» Brief A:
Do these statements agree with the text on the Hotel 2 Février? (i) The hotel opened in June 1980. (ii) LAICO carried out the renovations after buying the hotel. (iii) The hotel was run under Emaar's Address Hotels brand. Answer yes or no for each, and quote the words of the text that decide it.
» Brief B:
Quote word for word the stretch of the text on the Hotel 2 Février from "The hotel closed" through "renovations were begun.".

» Text section:
++++++++

General information
- Type: hotel
- Location: Place De L'Indépendance, Lomé, Togo
- Coordinates: 6°07′40″N 1°12′51″E﻿ / ﻿6.127645°N 1.214083°E
- Completed: 1980
- Renovated: 2016

Height
- Height: 102 m (335 ft)

Technical details
- Floor count: 36

= Hotel 2 Fevrier Lomé =

The Hôtel 2 Février is a 102m, 36-story hotel in Lomé, Togo on Place De L'Indépendance street, opened in 1980. It is the tallest building in Togo. Because it is the only high-rise in Lomé (and in Togo), it is visible from just about anywhere in the city.

The hotel was constructed at a cost of 35 billion West African CFA francs and opened in June 1980 by Togolese President Gnassingbé Eyadéma. It was named for the date, February 2, 1974, on which he nationalized the country's phosphate mines, following his survival of the 1974 Togo presidential C-47 crash. The hotel was originally managed by Sofitel as Hotel Sofitel du 2 Février

The hotel closed in 2000 and in February of that year, the government of Togo was loaned $20 million to renovate the property by the Libyan African Investment Company (LAICO). On May 8, 2002, Malta-based Corinthia Hotels International was signed to manage the property after its intended renovation. The shuttered hotel was sold outright to LAICO in 2006, in exchange for forgiveness of the loan and a promise to renovate the hotel. When LAICO had not carried out the renovations after 8 years, the hotel was nationalized by the Togolese government on November 10, 2014 and renovations were begun.

While the hotel was being renovated, the Carlson Rezidor group assumed management on February 26, 2015. The hotel reopened in April 2016 as the Radisson Blu Hotel du 2 Février. Radisson ceased managing the hotel in August 2017 and it became the Hotel 2 Février. On June 27, 2018, it was announced that the hotel would be managed by Emaar Hospitality, a division of UAE-based Emaar Properties. The hotel was to be operated under their Address Hotels brand as Address Hotel 2 Février Lomé Togo. This never occurred, and as of 2026 the hotel remains independently operated.

++++++++

Data entries

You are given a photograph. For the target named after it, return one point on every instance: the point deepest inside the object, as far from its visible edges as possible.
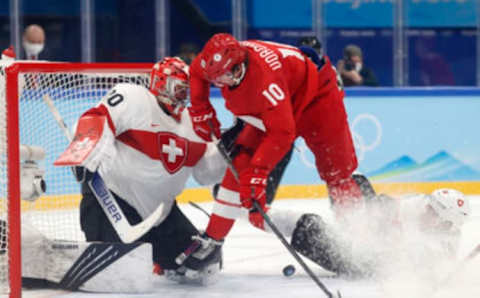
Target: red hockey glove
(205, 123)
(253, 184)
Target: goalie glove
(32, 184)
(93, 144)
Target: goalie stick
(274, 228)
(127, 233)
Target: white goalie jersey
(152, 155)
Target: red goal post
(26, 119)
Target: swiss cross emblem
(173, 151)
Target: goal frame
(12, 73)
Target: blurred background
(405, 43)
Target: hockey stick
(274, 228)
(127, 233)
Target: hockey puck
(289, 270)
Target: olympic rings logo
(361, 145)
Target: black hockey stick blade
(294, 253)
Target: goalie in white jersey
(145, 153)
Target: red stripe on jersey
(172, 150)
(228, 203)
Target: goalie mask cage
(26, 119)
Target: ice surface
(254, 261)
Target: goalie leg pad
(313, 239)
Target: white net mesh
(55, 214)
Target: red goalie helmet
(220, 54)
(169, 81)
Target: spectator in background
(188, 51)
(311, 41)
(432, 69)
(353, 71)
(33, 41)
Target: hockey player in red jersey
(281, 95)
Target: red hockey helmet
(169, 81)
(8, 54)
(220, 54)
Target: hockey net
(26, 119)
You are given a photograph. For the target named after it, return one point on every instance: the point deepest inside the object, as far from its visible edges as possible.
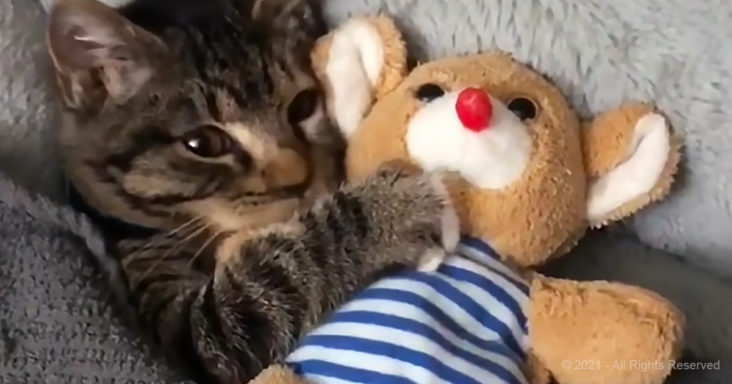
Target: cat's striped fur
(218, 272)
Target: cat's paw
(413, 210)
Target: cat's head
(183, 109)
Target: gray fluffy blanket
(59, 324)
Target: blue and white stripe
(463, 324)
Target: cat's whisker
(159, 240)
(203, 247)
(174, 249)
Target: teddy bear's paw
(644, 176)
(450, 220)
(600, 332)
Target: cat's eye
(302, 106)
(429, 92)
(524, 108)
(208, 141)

++++++++

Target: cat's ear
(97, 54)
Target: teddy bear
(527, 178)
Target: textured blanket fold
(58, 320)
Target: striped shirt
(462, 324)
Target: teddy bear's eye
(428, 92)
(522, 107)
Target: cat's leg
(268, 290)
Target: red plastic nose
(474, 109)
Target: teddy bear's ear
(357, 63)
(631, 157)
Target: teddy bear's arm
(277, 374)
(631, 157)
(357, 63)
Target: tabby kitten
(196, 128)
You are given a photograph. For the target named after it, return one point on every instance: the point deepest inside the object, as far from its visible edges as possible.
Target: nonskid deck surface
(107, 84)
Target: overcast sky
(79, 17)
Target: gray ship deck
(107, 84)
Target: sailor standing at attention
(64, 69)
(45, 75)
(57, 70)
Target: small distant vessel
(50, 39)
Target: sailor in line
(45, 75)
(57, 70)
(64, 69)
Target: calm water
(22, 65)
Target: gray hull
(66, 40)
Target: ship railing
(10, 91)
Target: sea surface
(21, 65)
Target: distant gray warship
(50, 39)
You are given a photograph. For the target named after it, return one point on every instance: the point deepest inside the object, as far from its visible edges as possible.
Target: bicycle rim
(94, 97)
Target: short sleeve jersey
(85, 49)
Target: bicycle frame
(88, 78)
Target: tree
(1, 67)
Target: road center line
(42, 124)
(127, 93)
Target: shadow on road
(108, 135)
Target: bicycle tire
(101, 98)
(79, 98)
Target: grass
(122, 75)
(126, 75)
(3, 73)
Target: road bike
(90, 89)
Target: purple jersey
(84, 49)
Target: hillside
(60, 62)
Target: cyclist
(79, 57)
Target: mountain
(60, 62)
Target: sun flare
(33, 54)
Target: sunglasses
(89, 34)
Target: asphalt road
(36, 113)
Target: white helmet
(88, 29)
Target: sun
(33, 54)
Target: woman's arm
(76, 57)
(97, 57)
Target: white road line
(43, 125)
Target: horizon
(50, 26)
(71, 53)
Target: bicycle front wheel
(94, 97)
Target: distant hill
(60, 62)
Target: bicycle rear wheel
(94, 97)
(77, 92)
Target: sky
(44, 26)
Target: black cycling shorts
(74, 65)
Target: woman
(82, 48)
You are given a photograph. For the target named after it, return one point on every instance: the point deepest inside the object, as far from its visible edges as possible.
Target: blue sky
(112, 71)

++++++++

» Task result A:
(i) Yes: "opened in June 1980 by Togolese President Gnassingbé Eyadéma"
(ii) No: "When LAICO had not carried out the renovations after 8 years, the hotel was nationalized by the Togolese government"
(iii) No: "This never occurred, and as of 2026 the hotel remains independently operated."

» Task result B:
The hotel closed in 2000 and in February of that year, the government of Togo was loaned $20 million to renovate the property by the Libyan African Investment Company (LAICO). On May 8, 2002, Malta-based Corinthia Hotels International was signed to manage the property after its intended renovation. The shuttered hotel was sold outright to LAICO in 2006, in exchange for forgiveness of the loan and a promise to renovate the hotel. When LAICO had not carried out the renovations after 8 years, the hotel was nationalized by the Togolese government on November 10, 2014 and renovations were begun.